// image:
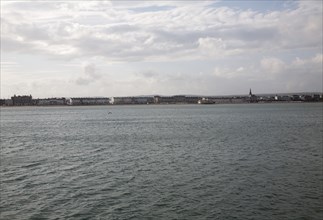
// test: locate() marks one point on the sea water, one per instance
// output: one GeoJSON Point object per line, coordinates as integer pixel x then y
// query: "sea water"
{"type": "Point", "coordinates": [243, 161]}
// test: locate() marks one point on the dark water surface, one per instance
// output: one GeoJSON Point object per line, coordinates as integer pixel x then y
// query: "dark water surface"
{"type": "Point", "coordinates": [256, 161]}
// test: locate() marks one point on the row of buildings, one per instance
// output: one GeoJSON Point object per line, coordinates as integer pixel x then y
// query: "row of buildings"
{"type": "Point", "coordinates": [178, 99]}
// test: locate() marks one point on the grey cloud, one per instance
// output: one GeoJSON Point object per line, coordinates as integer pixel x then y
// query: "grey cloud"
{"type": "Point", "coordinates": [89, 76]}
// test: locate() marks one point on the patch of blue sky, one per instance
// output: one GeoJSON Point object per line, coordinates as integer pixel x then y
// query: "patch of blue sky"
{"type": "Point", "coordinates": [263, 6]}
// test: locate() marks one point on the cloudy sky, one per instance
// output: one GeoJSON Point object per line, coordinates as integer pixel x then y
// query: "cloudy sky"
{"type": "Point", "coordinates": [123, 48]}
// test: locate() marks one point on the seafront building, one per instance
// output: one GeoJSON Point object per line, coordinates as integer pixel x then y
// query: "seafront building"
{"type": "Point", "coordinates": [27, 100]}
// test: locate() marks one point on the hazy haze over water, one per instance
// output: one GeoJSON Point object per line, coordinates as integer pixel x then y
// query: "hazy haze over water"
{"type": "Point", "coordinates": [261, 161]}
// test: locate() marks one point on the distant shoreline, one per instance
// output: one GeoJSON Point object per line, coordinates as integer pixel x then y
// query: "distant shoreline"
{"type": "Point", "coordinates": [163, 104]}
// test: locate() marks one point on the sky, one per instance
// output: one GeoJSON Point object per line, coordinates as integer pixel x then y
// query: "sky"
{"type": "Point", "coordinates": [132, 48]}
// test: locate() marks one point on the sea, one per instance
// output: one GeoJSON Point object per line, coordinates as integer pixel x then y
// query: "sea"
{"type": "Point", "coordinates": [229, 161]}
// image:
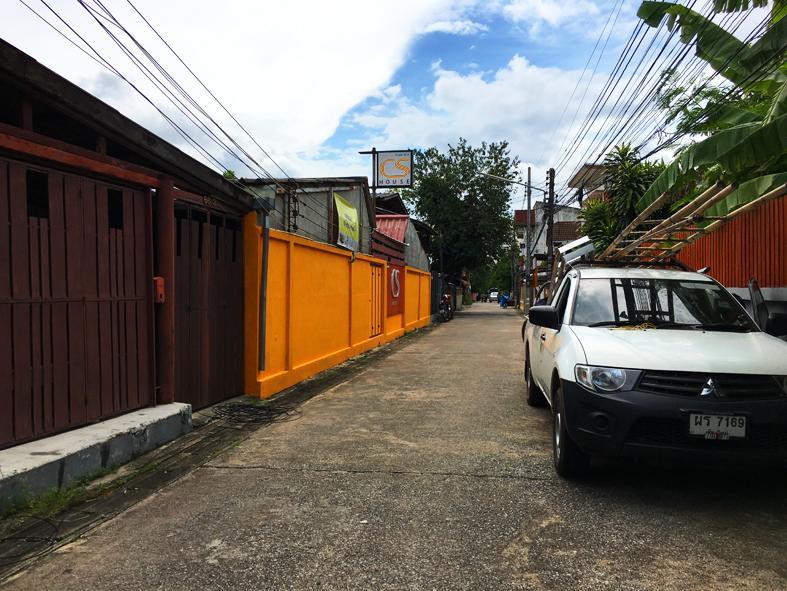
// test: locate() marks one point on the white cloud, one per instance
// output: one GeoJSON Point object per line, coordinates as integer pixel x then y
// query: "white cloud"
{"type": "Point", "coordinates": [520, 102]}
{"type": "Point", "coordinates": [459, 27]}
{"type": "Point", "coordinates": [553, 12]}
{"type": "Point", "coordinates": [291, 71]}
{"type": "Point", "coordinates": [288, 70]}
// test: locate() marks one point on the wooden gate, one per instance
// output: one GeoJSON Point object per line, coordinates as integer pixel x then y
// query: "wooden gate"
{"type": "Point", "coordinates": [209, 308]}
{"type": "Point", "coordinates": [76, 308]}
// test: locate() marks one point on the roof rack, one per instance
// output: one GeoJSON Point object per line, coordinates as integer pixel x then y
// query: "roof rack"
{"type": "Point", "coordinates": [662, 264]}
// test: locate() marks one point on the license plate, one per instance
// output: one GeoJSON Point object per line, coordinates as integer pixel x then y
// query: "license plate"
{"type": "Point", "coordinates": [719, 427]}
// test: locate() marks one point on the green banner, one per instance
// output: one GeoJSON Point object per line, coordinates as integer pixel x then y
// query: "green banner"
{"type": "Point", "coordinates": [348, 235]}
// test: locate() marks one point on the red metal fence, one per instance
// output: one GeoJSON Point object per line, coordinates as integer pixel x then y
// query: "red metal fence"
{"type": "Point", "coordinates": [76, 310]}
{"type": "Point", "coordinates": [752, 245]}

What the task asks — Put every line of the items above into a Markdown table with the columns Index and Line, numbering each row and skipping blank lines. Leave the pictures out.

Exercise output —
| Index | Line |
|---|---|
| 1 | // image: |
| 2 | // test: locate() marks one point on the sea water, one per instance |
| 3 | // output: one GeoJSON Point object per line, coordinates as integer pixel x then y |
| 4 | // query: "sea water" |
| 5 | {"type": "Point", "coordinates": [243, 161]} |
| 6 | // test: locate() marks one point on the dark water surface, one per instance |
| 7 | // output: one GeoJSON Point object per line, coordinates as integer pixel x then y |
| 8 | // query: "dark water surface" |
| 9 | {"type": "Point", "coordinates": [256, 161]} |
| 10 | // test: locate() marks one point on the row of buildings, one per instance |
| 11 | // output: one GeoJSON Point object per line, coordinates as integer pixel x then y |
| 12 | // query: "row of buildings" |
| 13 | {"type": "Point", "coordinates": [178, 99]} |
| 14 | // test: locate() marks one point on the grey cloud, one per instance |
| 15 | // output: one GeoJSON Point object per line, coordinates as integer pixel x then y |
| 16 | // query: "grey cloud" |
| 17 | {"type": "Point", "coordinates": [89, 76]} |
| 18 | // test: locate() marks one point on the patch of blue sky, one per instance |
| 19 | // output: one GeoJSON Point object per line, coordinates as integer pixel x then y |
| 20 | // query: "patch of blue sky" |
| 21 | {"type": "Point", "coordinates": [263, 6]} |
| 22 | // test: locate() marks one point on the cloudy sky, one per instance |
| 23 | // output: one GeoJSON Point object per line, coordinates as integer pixel x then y |
| 24 | // query: "cloudy sky" |
| 25 | {"type": "Point", "coordinates": [123, 48]} |
| 26 | // test: locate() marks one point on the seafront building, one per instance |
| 27 | // output: one GeoJSON Point object per line, coordinates as integer pixel x then y |
| 28 | // query: "seafront building" |
| 29 | {"type": "Point", "coordinates": [27, 100]} |
| 30 | // test: locate() marks one point on the hazy haze over water, one per instance |
| 31 | // output: one GeoJSON Point object per line, coordinates as integer pixel x then y |
| 32 | // query: "hazy haze over water" |
| 33 | {"type": "Point", "coordinates": [261, 161]} |
| 34 | // test: locate() marks one point on the distant shoreline, one per instance |
| 35 | // output: one GeoJSON Point object per line, coordinates as integer pixel x then y |
| 36 | // query: "distant shoreline" |
| 37 | {"type": "Point", "coordinates": [163, 104]} |
| 38 | // test: locate() marks one point on the sky, one per instance |
| 39 | // output: one GeoJSON Point object per line, coordinates as integer pixel x then y |
| 40 | // query: "sky" |
| 41 | {"type": "Point", "coordinates": [132, 48]} |
| 42 | // test: locate() marks one point on the sea, one per instance |
| 43 | // output: one GeoJSON Point object per line, coordinates as integer pixel x then y |
| 44 | // query: "sea" |
| 45 | {"type": "Point", "coordinates": [229, 161]} |
| 46 | // image: |
| 47 | // test: locate() marks one point on the white cloud, one per instance |
| 48 | // output: one GeoJSON Point object per line, coordinates as integer pixel x then y |
| 49 | // query: "white cloud" |
| 50 | {"type": "Point", "coordinates": [520, 102]} |
| 51 | {"type": "Point", "coordinates": [459, 27]} |
| 52 | {"type": "Point", "coordinates": [553, 12]} |
| 53 | {"type": "Point", "coordinates": [291, 71]} |
| 54 | {"type": "Point", "coordinates": [288, 70]} |
| 55 | // test: locate() marks one point on the wooden gate, one per instance |
| 56 | // output: one GeoJSON Point object per line, coordinates as integer pixel x then y |
| 57 | // query: "wooden gate" |
| 58 | {"type": "Point", "coordinates": [209, 308]} |
| 59 | {"type": "Point", "coordinates": [76, 308]} |
| 60 | // test: locate() marks one point on the roof rack, one per instance |
| 61 | // output: one GeoJSON Point object per line, coordinates as integer pixel x then y |
| 62 | // query: "roof rack" |
| 63 | {"type": "Point", "coordinates": [662, 264]} |
| 64 | // test: locate() marks one point on the license plate, one per instance |
| 65 | // output: one GeoJSON Point object per line, coordinates as integer pixel x then y |
| 66 | // query: "license plate" |
| 67 | {"type": "Point", "coordinates": [719, 427]} |
| 68 | // test: locate() marks one point on the green banner, one per instance |
| 69 | // output: one GeoJSON Point object per line, coordinates as integer pixel x then y |
| 70 | // query: "green banner" |
| 71 | {"type": "Point", "coordinates": [348, 235]} |
| 72 | // test: locate() marks one point on the red metal fence, one per instance |
| 73 | // output: one GeoJSON Point object per line, coordinates as integer pixel x then y |
| 74 | // query: "red metal fence" |
| 75 | {"type": "Point", "coordinates": [76, 310]} |
| 76 | {"type": "Point", "coordinates": [752, 245]} |